◆ **Goal of the exercise**
Render the material from the line with "Could you point to the canvas" up to and including the line with "(160, 1088)" as a two-column CSV headed input and output. Each row should pair a text with its answer, with every field quoted and line breaks replaced by spaces.

[Records from a collection]
__________

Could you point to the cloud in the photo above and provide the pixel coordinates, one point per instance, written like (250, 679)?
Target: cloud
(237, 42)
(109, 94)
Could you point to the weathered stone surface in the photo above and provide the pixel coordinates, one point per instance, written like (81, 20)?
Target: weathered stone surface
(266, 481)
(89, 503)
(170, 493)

__________

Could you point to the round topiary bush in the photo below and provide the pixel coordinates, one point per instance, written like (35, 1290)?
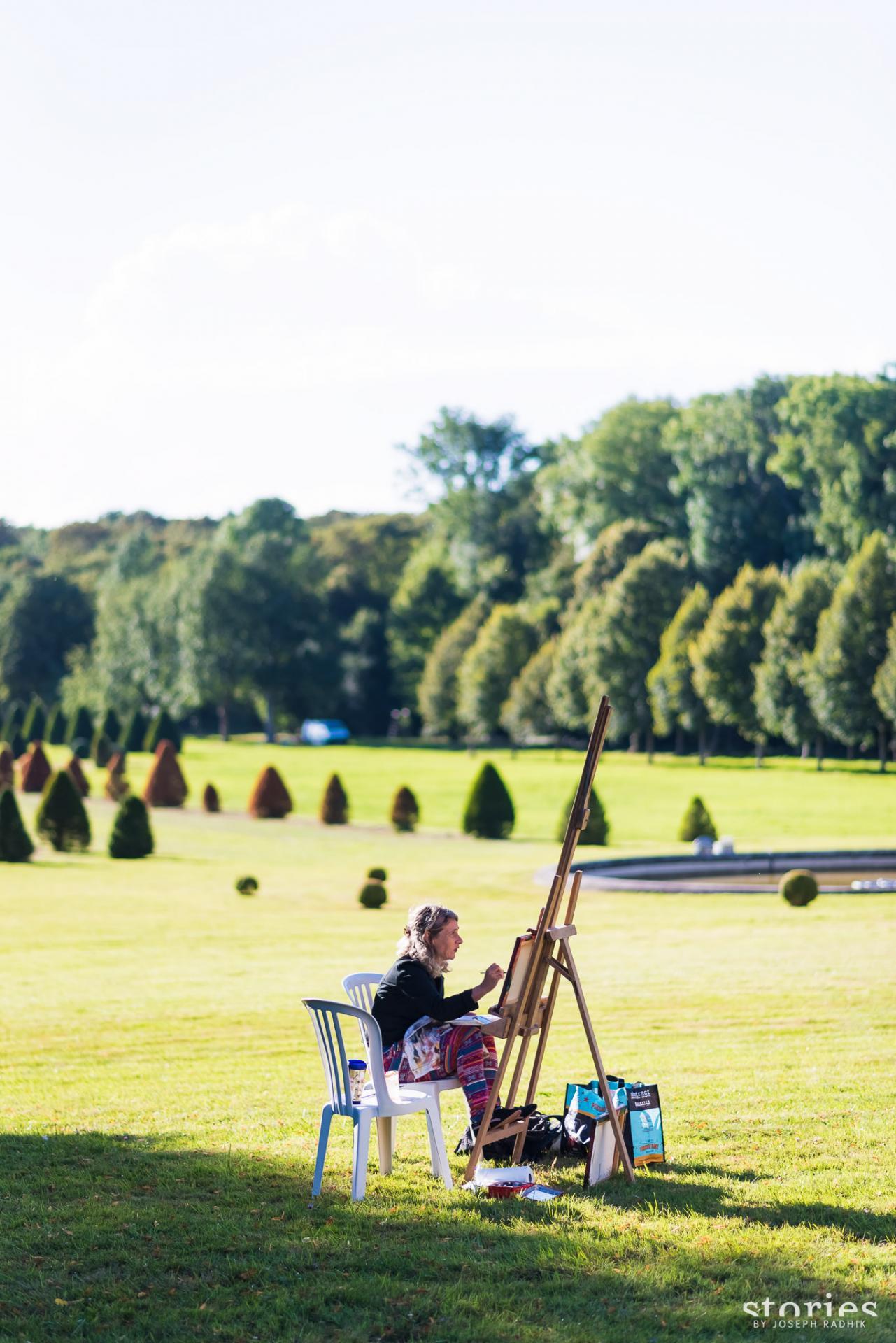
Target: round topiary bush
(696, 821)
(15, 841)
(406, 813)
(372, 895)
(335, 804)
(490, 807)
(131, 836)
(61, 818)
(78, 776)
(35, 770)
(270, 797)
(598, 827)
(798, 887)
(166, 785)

__________

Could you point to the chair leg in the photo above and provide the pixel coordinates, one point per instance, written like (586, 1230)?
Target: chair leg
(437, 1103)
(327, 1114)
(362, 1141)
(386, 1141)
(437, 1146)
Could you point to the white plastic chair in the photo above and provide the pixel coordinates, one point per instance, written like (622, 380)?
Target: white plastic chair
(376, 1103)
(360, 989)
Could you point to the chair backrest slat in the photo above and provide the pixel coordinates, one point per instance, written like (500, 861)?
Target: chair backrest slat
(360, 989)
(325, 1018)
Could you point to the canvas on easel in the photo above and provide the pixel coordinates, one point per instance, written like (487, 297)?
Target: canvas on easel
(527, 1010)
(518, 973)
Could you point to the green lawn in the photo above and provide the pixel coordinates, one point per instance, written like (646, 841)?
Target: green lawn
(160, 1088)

__________

◆ **Final result**
input,output
"Could you point to the canvas on easel in the photo above and provide the pixel coordinates, one point per instance, written like (487, 297)? Target: canvas on easel","(527, 1010) (518, 973)"
"Could you point to the green lawn in the photo above and provide the pixel coordinates, one point per instance, written like (646, 841)? Target: green lawn","(160, 1088)"